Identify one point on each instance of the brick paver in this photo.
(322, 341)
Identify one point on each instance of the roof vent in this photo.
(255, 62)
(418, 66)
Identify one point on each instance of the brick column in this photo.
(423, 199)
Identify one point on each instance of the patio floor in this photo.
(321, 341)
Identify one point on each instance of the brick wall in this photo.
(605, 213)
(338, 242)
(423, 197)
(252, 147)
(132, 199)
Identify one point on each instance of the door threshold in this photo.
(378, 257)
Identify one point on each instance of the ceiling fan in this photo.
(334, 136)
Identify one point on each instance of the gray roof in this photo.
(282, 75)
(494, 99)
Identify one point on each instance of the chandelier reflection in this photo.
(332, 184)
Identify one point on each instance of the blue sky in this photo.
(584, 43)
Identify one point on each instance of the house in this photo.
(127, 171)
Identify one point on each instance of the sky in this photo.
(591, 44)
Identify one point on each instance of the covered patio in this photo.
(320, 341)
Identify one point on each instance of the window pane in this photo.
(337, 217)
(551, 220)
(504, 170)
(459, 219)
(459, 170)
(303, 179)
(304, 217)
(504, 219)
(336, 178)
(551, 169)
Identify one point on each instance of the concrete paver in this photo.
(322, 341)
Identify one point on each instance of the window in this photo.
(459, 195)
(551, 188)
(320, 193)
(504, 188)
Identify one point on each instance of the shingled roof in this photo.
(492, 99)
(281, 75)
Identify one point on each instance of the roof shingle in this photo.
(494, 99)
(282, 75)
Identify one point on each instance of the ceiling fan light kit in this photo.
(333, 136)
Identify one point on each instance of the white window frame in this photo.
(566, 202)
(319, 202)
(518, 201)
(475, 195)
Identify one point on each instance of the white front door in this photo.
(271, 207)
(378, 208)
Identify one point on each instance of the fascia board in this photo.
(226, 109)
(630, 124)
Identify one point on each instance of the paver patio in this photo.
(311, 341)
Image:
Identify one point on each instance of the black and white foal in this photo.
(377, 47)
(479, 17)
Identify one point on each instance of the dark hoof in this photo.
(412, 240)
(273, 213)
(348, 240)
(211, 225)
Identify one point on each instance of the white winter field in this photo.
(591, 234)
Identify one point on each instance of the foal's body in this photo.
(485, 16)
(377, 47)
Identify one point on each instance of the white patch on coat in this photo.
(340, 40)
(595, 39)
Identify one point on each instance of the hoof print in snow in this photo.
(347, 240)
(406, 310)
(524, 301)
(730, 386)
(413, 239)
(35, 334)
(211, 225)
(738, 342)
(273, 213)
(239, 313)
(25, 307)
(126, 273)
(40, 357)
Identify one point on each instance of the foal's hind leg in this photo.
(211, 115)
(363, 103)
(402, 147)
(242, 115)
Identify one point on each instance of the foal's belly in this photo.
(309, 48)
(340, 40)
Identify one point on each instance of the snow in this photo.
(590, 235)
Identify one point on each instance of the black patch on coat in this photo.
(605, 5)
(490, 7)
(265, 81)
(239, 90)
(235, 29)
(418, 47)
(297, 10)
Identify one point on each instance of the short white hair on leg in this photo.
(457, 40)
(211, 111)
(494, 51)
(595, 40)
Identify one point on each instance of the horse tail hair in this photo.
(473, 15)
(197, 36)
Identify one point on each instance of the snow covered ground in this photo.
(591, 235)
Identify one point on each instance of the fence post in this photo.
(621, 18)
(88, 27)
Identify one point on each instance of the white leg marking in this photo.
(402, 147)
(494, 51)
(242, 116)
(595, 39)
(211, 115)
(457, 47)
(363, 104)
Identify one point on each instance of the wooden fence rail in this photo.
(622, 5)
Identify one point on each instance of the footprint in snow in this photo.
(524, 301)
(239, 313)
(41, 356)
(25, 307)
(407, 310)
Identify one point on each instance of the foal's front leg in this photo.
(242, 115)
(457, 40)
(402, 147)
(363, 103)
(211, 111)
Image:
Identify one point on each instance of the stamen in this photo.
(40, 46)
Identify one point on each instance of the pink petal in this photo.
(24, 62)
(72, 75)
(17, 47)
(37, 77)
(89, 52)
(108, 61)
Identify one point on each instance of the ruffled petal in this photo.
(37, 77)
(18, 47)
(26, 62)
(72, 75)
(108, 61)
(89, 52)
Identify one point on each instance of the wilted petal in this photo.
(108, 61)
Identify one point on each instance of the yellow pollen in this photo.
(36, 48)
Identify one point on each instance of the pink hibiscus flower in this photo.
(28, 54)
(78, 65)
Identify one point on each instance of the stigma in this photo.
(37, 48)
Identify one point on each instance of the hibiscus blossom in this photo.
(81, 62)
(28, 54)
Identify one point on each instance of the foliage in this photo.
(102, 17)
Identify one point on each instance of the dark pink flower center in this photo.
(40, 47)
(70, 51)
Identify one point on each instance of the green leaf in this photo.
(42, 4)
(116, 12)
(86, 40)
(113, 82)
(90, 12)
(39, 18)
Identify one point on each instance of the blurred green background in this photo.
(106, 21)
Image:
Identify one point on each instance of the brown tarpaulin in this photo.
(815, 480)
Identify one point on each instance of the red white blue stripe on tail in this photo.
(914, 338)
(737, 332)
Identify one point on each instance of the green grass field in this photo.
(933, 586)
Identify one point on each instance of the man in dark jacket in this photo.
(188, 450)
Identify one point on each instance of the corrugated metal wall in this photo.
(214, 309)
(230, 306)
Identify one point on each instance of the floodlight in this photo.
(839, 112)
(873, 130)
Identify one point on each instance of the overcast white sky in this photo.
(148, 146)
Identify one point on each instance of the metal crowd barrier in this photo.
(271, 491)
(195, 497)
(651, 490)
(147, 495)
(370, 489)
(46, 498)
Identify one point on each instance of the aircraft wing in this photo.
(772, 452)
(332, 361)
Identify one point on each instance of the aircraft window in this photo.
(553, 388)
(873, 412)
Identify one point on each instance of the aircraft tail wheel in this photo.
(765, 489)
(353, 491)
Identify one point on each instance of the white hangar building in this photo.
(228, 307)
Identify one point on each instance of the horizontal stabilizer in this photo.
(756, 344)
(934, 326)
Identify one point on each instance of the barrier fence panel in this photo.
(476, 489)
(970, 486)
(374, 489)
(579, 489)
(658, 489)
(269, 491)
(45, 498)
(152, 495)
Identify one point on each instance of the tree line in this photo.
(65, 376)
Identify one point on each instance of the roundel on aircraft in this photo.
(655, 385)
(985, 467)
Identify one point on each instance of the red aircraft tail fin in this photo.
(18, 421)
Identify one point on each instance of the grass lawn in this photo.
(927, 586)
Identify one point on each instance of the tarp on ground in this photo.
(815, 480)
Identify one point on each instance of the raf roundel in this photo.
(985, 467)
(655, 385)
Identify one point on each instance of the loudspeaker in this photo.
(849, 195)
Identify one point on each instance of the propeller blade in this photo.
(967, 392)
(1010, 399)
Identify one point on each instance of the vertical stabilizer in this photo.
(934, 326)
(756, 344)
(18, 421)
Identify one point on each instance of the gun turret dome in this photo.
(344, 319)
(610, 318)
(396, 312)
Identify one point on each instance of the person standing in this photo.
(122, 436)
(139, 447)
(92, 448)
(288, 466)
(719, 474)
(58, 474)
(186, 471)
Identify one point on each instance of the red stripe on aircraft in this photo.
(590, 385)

__Requirement__
Starting with the line that contains "Identify one point on each instance of the raf", output every line through the end of the listing above, unchanged.

__Task answer__
Identify one point on each instance of the raf roundel in this photo.
(985, 467)
(655, 385)
Identify one point on each instance of the loudspeaker in this photo.
(849, 195)
Identify one point on each instance of the propeller blade in this photo.
(967, 392)
(1010, 399)
Identify one point on each instance of the vertical stabilizer in this photo.
(934, 326)
(756, 344)
(18, 421)
Identify one point on each instance of the gun turret dome in this photo.
(344, 319)
(610, 318)
(396, 312)
Identify one point on each instance of the person standing in this photo.
(122, 436)
(139, 447)
(92, 448)
(288, 466)
(719, 474)
(58, 474)
(186, 471)
Identify one point on each instance of the red stripe on aircraft in this photo.
(590, 385)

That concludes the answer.